BEGIN Given data

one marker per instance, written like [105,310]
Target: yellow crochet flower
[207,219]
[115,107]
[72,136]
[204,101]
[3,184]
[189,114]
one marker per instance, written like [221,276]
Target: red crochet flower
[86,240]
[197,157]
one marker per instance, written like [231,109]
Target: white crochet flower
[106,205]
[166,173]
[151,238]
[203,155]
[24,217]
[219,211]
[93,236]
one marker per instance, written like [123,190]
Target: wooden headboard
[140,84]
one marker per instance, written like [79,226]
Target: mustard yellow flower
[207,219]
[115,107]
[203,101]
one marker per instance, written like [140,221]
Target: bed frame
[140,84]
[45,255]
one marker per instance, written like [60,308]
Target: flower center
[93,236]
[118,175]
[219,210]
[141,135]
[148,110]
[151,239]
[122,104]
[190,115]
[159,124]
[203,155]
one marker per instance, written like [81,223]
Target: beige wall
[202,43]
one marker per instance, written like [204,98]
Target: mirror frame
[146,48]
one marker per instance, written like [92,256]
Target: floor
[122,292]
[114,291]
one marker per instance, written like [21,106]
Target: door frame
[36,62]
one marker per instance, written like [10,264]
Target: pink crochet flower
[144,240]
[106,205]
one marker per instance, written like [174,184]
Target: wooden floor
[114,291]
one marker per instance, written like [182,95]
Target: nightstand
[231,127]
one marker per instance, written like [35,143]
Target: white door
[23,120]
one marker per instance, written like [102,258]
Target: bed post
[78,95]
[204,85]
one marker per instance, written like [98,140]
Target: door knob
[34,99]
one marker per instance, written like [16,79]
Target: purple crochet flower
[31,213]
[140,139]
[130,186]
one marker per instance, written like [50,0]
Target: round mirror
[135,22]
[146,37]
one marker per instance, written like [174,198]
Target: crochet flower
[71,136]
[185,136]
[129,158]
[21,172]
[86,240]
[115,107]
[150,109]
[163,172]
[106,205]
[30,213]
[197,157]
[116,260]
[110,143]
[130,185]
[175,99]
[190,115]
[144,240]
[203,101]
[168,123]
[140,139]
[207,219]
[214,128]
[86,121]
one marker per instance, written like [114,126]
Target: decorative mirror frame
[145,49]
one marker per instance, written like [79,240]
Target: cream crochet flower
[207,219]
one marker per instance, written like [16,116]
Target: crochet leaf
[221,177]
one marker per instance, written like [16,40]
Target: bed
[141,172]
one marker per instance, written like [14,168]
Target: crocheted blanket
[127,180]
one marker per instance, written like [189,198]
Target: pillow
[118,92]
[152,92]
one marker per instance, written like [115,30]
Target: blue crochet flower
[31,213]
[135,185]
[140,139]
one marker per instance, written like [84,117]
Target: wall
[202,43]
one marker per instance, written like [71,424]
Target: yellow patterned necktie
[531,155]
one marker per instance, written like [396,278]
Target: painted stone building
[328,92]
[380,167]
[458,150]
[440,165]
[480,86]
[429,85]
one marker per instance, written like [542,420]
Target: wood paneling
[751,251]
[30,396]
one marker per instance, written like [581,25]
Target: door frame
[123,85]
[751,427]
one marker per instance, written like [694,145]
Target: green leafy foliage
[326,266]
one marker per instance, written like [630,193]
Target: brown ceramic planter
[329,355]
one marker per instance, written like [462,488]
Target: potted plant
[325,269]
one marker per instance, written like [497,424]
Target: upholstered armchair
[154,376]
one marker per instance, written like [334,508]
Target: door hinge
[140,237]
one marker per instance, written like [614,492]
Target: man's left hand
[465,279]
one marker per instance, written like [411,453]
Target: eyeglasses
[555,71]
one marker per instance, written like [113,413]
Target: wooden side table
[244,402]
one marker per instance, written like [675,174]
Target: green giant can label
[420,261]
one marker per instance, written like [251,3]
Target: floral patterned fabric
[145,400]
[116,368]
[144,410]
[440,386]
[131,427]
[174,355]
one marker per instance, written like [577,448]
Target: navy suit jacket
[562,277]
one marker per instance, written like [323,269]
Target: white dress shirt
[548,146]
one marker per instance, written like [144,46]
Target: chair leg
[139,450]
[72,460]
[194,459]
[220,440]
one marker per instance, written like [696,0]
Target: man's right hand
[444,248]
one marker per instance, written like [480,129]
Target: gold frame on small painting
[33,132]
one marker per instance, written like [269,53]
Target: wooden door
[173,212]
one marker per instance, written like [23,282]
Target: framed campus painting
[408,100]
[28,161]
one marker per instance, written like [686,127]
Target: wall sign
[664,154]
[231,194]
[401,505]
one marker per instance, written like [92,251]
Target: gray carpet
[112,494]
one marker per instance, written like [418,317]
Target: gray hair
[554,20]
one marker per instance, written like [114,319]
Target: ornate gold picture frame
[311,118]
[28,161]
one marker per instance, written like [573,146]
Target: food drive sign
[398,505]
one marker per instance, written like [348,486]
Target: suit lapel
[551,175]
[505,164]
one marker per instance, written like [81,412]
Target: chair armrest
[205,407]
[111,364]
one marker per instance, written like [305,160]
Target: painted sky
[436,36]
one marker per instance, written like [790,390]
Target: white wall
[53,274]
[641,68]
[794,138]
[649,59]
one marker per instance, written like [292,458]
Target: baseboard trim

END Given data

Set out exactly the run of lines that begins at the line holding "one marker per instance, written like [686,127]" and ends at the last line of the data.

one marker per instance, written like [686,127]
Target: wall sign
[664,154]
[231,194]
[401,505]
one marker per instance, written like [92,251]
Target: gray carpet
[112,494]
one marker per instance, written like [418,317]
Target: gray hair
[554,20]
one marker per instance, written like [114,319]
Target: ornate gold picture frame
[311,118]
[28,161]
one marker per instance, written like [573,146]
Target: food drive sign
[398,505]
one marker per instance, written like [348,486]
Target: suit lapel
[551,175]
[505,164]
one marker per instance, written like [81,412]
Target: chair armrest
[205,407]
[111,364]
one marker per instance, written like [305,160]
Target: painted sky
[436,36]
one marker per instance, written like [790,390]
Target: white wall
[53,274]
[641,68]
[794,138]
[649,59]
one marker per instance, written like [292,458]
Target: baseboard trim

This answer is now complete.